READING PASSAGE
IBS, or irritable bowel syndrome, happens when the muscles surrounding the colon contract too easily or frequently. The result is abdominal pain, cramps, diarrhea or constipation, gas and bloating. IBS attacks can often be brought on by specific triggers, so a key part of treatment is learning which foods trigger IBS attacks and avoiding them. Treatment also includes exercise, avoiding stress, and medications if needed.
Constipation, or large, hard, or infrequent stools, happens to everyone at some point. It can be caused by a disruption in routine or food, or by eating a diet without many fresh fruits and vegetables. Although it is uncomfortable, constipation is common and usually not serious, but it can sometimes become chronic. Adding fiber to the diet, exercising, and taking medications may help.
GERD, or gastroesophageal reflux disease, is a severe form of chronic heartburn where stomach acid spills back up into the esophagus. Left untreated, the acid may even eat away at the esophagus and cause serious damage. Treatment includes changing the diet to avoid trigger foods, losing weight if needed, medications, or even surgery.

EXERCISE DATA
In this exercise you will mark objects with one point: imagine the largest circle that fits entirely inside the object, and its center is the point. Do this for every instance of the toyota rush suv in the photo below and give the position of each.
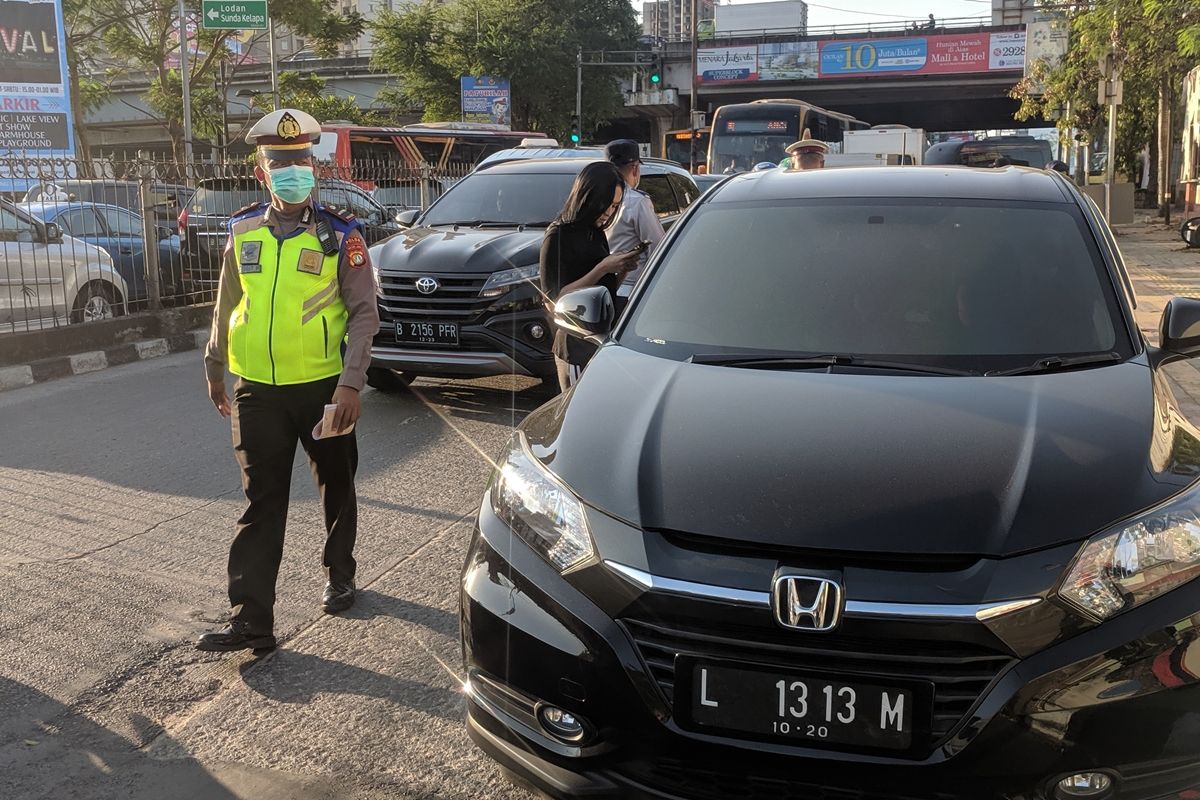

PROBLEM TO SOLVE
Continue the passage on common digestive conditions from the point where it stops.

RESPONSE TO THE TASK
Hemorrhoids are blood vessels around the rectum that become irritated, swollen or torn while straining during a bowel movement. They are most often caused by constipation, but can also be caused by pregnancy, diarrhea, or simply a genetic predisposition towards hemorrhoids. Treatment involves first treating any constipation issues, then keeping the area clean and soothed until it has healed. If these measures are ineffective, surgery is sometimes used.
Peptic ulcers are sores or spots of inflammation in the lining of the stomach or close to the stomach in the small intestine. Usually this area is coated with a protective lining that shields the tissue from the strong stomach acid, but a break in the lining can let acid in, causing the sores. It used to be thought that stress caused ulcers, but now we know that is not the case. Most often, they are caused by an infection by H. pylori bacteria, but ulcers can also be caused by alcohol abuse or overuse of aspirin, ibuprofen, naproxen, or other NSAIDS. The symptoms of an ulcer are pain, hunger, nausea, and fatigue.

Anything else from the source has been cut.